TASK TO CARRY OUT:
Check each line of the material for the string "boulder", then give only how many lines have it.

INFORMATION SHOWN:
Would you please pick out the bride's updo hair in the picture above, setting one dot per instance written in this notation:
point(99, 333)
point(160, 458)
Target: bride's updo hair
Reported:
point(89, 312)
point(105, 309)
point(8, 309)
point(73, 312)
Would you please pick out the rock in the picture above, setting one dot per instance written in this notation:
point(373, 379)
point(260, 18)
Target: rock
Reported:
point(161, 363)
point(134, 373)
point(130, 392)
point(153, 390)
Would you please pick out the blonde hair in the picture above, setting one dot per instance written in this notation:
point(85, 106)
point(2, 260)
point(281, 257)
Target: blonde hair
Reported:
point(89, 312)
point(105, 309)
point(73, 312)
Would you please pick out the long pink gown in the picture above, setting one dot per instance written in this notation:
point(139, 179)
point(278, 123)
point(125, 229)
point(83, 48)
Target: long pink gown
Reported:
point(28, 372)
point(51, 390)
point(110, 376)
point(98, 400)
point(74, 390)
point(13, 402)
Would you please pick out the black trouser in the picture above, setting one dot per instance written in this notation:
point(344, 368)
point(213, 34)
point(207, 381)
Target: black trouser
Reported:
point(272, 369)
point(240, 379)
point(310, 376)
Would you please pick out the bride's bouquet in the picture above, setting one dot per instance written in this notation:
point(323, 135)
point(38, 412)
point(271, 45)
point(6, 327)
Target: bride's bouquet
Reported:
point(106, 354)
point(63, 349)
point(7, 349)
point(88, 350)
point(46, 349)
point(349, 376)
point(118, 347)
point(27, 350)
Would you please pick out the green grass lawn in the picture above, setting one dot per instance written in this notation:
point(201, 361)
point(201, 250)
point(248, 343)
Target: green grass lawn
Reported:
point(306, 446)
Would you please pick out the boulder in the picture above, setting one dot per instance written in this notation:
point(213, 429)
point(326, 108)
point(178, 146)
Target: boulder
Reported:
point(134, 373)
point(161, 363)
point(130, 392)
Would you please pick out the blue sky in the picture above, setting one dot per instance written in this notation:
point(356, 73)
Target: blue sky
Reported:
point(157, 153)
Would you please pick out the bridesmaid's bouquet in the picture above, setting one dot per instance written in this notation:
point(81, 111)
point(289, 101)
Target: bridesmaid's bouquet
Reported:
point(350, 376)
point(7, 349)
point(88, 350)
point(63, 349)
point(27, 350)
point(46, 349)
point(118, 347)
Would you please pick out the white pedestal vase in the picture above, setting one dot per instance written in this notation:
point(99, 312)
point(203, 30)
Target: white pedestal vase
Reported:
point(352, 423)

TASK ANSWER:
2